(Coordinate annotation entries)
====================

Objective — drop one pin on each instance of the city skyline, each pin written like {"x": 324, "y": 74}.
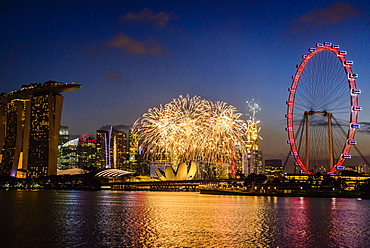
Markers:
{"x": 134, "y": 55}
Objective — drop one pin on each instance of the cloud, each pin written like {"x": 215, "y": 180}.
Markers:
{"x": 336, "y": 13}
{"x": 159, "y": 19}
{"x": 113, "y": 75}
{"x": 131, "y": 45}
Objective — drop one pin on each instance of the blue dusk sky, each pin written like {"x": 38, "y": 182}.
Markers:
{"x": 130, "y": 56}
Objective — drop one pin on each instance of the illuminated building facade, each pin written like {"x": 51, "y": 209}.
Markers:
{"x": 29, "y": 129}
{"x": 77, "y": 153}
{"x": 274, "y": 168}
{"x": 111, "y": 147}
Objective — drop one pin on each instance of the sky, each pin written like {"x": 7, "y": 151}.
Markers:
{"x": 130, "y": 56}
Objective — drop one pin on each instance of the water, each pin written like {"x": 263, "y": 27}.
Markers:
{"x": 179, "y": 219}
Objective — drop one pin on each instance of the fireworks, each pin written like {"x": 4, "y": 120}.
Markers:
{"x": 192, "y": 129}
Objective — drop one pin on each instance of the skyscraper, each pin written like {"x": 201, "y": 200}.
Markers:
{"x": 111, "y": 146}
{"x": 29, "y": 129}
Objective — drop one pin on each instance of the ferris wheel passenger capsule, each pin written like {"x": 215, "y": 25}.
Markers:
{"x": 352, "y": 142}
{"x": 346, "y": 156}
{"x": 355, "y": 125}
{"x": 356, "y": 91}
{"x": 353, "y": 75}
{"x": 335, "y": 46}
{"x": 356, "y": 108}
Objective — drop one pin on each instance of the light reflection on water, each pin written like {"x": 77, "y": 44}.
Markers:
{"x": 173, "y": 219}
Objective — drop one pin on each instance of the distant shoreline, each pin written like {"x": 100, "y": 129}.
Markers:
{"x": 355, "y": 194}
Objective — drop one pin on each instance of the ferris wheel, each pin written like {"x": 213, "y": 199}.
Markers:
{"x": 322, "y": 110}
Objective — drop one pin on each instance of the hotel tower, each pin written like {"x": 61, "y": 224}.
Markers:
{"x": 29, "y": 129}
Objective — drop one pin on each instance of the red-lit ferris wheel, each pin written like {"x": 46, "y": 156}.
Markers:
{"x": 322, "y": 97}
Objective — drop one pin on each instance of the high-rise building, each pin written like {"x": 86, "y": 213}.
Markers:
{"x": 77, "y": 153}
{"x": 274, "y": 167}
{"x": 111, "y": 146}
{"x": 63, "y": 135}
{"x": 29, "y": 129}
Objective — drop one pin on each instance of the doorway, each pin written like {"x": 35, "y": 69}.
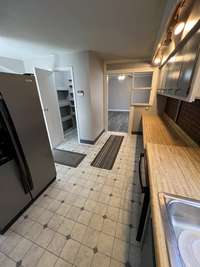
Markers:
{"x": 56, "y": 90}
{"x": 64, "y": 85}
{"x": 119, "y": 100}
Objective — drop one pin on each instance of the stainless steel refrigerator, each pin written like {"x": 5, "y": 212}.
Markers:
{"x": 26, "y": 161}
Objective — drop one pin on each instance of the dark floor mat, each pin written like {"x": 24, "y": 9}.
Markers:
{"x": 118, "y": 121}
{"x": 69, "y": 158}
{"x": 106, "y": 157}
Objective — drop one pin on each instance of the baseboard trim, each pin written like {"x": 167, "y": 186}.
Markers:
{"x": 91, "y": 142}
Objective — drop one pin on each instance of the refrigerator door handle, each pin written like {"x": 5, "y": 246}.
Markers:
{"x": 26, "y": 180}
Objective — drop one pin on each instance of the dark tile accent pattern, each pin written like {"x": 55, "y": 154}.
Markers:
{"x": 189, "y": 119}
{"x": 68, "y": 158}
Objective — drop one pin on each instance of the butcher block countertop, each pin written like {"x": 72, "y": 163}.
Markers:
{"x": 174, "y": 170}
{"x": 174, "y": 167}
{"x": 159, "y": 130}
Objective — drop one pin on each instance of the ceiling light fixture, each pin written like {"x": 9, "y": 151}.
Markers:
{"x": 121, "y": 77}
{"x": 179, "y": 28}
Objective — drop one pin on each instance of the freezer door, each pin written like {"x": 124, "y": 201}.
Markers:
{"x": 12, "y": 196}
{"x": 20, "y": 95}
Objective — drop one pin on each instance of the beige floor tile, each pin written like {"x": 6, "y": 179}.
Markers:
{"x": 8, "y": 263}
{"x": 115, "y": 202}
{"x": 55, "y": 222}
{"x": 32, "y": 257}
{"x": 23, "y": 228}
{"x": 96, "y": 222}
{"x": 105, "y": 244}
{"x": 54, "y": 205}
{"x": 10, "y": 243}
{"x": 90, "y": 205}
{"x": 35, "y": 212}
{"x": 57, "y": 244}
{"x": 84, "y": 257}
{"x": 100, "y": 260}
{"x": 104, "y": 198}
{"x": 66, "y": 227}
{"x": 34, "y": 231}
{"x": 63, "y": 209}
{"x": 78, "y": 232}
{"x": 70, "y": 250}
{"x": 45, "y": 217}
{"x": 100, "y": 209}
{"x": 93, "y": 195}
{"x": 133, "y": 234}
{"x": 2, "y": 257}
{"x": 114, "y": 263}
{"x": 21, "y": 249}
{"x": 120, "y": 250}
{"x": 45, "y": 237}
{"x": 91, "y": 237}
{"x": 84, "y": 217}
{"x": 109, "y": 227}
{"x": 80, "y": 202}
{"x": 112, "y": 213}
{"x": 124, "y": 217}
{"x": 62, "y": 263}
{"x": 73, "y": 213}
{"x": 47, "y": 260}
{"x": 134, "y": 256}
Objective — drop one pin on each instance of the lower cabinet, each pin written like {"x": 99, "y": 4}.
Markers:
{"x": 148, "y": 256}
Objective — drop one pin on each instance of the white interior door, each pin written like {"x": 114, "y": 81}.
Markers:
{"x": 50, "y": 105}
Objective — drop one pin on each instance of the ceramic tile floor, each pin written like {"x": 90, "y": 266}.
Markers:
{"x": 87, "y": 217}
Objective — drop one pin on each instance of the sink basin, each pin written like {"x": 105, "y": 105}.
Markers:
{"x": 181, "y": 220}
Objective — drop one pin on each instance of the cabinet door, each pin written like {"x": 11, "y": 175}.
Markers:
{"x": 50, "y": 106}
{"x": 189, "y": 58}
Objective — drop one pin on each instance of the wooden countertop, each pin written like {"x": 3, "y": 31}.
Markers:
{"x": 173, "y": 166}
{"x": 175, "y": 170}
{"x": 156, "y": 130}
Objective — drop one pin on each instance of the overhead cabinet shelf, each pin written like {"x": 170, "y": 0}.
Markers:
{"x": 178, "y": 74}
{"x": 65, "y": 95}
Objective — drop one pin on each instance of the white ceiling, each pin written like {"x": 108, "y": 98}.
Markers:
{"x": 114, "y": 28}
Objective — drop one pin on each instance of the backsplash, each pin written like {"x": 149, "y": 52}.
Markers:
{"x": 186, "y": 115}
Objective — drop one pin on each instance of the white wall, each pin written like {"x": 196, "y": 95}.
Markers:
{"x": 80, "y": 64}
{"x": 42, "y": 62}
{"x": 49, "y": 101}
{"x": 97, "y": 93}
{"x": 11, "y": 65}
{"x": 88, "y": 72}
{"x": 119, "y": 93}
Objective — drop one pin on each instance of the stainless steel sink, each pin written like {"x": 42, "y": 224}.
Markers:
{"x": 179, "y": 214}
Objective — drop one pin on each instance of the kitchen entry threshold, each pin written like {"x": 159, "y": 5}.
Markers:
{"x": 68, "y": 158}
{"x": 105, "y": 159}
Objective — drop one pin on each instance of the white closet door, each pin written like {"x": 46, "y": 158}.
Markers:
{"x": 50, "y": 106}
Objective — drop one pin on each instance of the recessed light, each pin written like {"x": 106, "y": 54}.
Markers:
{"x": 121, "y": 77}
{"x": 157, "y": 60}
{"x": 179, "y": 28}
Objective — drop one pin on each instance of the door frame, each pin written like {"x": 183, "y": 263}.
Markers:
{"x": 41, "y": 101}
{"x": 115, "y": 72}
{"x": 70, "y": 68}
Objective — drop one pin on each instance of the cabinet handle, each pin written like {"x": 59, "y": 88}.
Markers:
{"x": 140, "y": 172}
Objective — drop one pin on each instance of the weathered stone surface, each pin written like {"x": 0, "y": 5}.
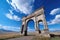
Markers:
{"x": 37, "y": 16}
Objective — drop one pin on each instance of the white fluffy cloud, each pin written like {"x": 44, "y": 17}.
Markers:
{"x": 12, "y": 17}
{"x": 11, "y": 28}
{"x": 24, "y": 6}
{"x": 55, "y": 11}
{"x": 56, "y": 20}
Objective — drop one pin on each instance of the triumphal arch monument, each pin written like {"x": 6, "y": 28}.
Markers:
{"x": 37, "y": 16}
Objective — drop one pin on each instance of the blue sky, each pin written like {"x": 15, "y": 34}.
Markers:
{"x": 12, "y": 12}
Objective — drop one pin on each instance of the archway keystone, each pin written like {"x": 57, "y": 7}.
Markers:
{"x": 36, "y": 16}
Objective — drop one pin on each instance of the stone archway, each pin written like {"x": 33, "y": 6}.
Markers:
{"x": 36, "y": 16}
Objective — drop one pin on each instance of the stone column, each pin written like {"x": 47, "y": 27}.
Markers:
{"x": 36, "y": 25}
{"x": 22, "y": 29}
{"x": 25, "y": 29}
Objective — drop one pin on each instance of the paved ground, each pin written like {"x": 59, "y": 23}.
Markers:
{"x": 23, "y": 38}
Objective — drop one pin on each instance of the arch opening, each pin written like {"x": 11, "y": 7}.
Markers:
{"x": 41, "y": 25}
{"x": 30, "y": 25}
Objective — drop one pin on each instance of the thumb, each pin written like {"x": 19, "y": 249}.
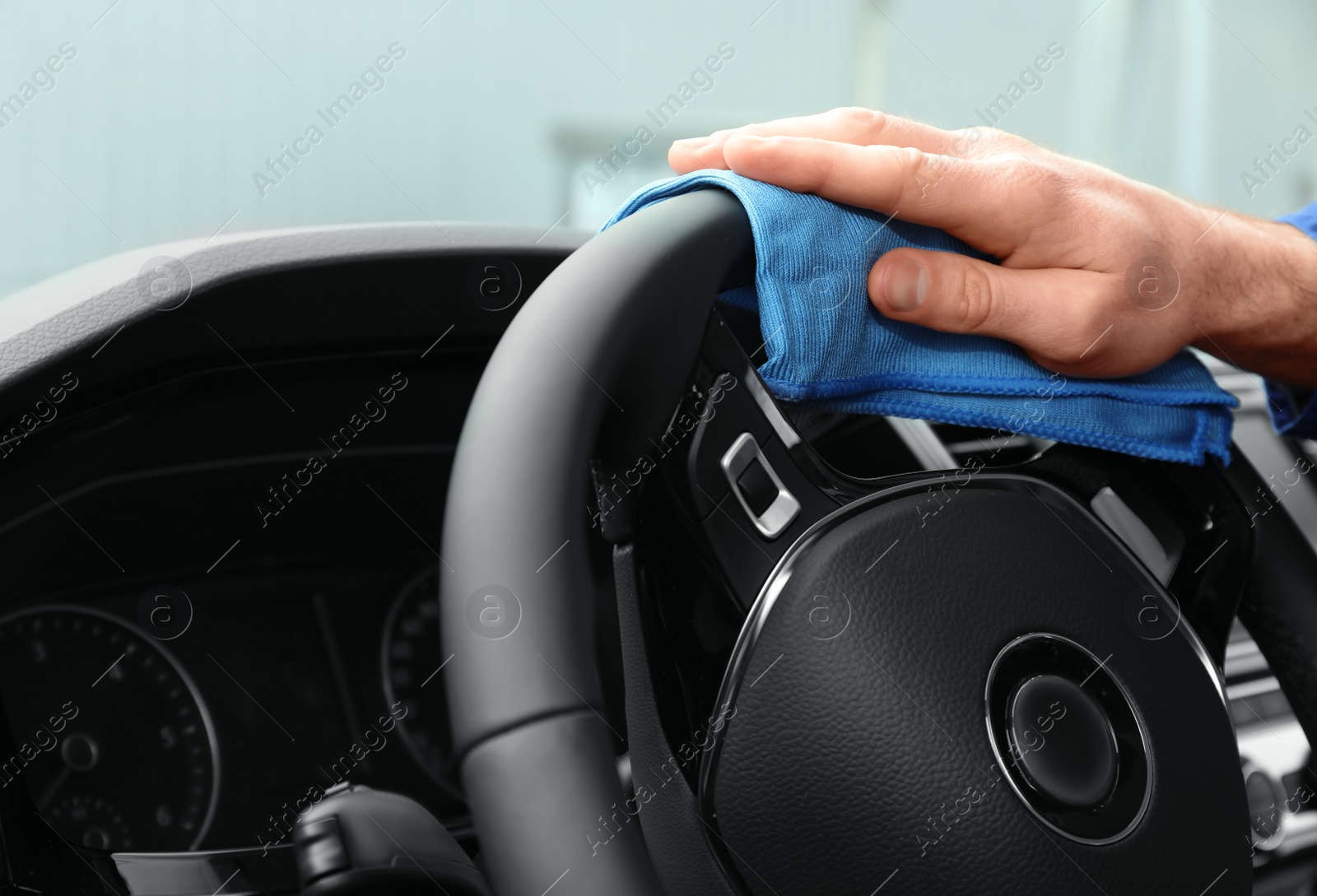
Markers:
{"x": 1051, "y": 313}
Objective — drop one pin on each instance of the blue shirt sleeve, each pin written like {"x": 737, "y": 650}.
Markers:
{"x": 1294, "y": 411}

====================

• [Task instructions] Locate "Objective — drop one pin on each instance of the weathered" in the listing above, then print exactly the lines from that line through the final one, omitting all pictures.

• [Complete output]
Objective — drop one pin on each instance of the weathered stone surface, each pin written like {"x": 0, "y": 5}.
Markers:
{"x": 37, "y": 16}
Objective — drop one pin on each instance of the white fluffy cloud, each pin written like {"x": 44, "y": 17}.
Markers:
{"x": 12, "y": 17}
{"x": 11, "y": 28}
{"x": 24, "y": 6}
{"x": 55, "y": 11}
{"x": 56, "y": 20}
Objective — drop one pin on each instance of the triumphal arch monument, each pin written like {"x": 6, "y": 28}.
Markers:
{"x": 37, "y": 16}
Objective — drop one pin on each instance of the blue sky, each pin written like {"x": 15, "y": 34}.
Markers:
{"x": 12, "y": 12}
Objective — drop one pin on each instance of the archway keystone, each pin written like {"x": 57, "y": 7}.
Markers:
{"x": 36, "y": 16}
Objective — drop one pin on each instance of the stone archway, each pin written like {"x": 33, "y": 6}.
Markers:
{"x": 36, "y": 16}
Objective — drop one pin on each instance of the stone column, each pin written like {"x": 47, "y": 27}.
Markers:
{"x": 36, "y": 25}
{"x": 22, "y": 29}
{"x": 25, "y": 29}
Objective — drop one pin on each instance of the paved ground, each pin written like {"x": 59, "y": 23}.
Markers:
{"x": 23, "y": 38}
Objective — drop one pin on each instance of the arch opening, each pin written like {"x": 11, "y": 7}.
Markers:
{"x": 41, "y": 25}
{"x": 30, "y": 25}
Objective — drop one pin on each instance of the thumb, each pin written like {"x": 19, "y": 249}.
Markers:
{"x": 1051, "y": 313}
Objective — drop one pin on each instance of the blue shirt sleeve, each pin written like {"x": 737, "y": 650}.
Markers:
{"x": 1294, "y": 411}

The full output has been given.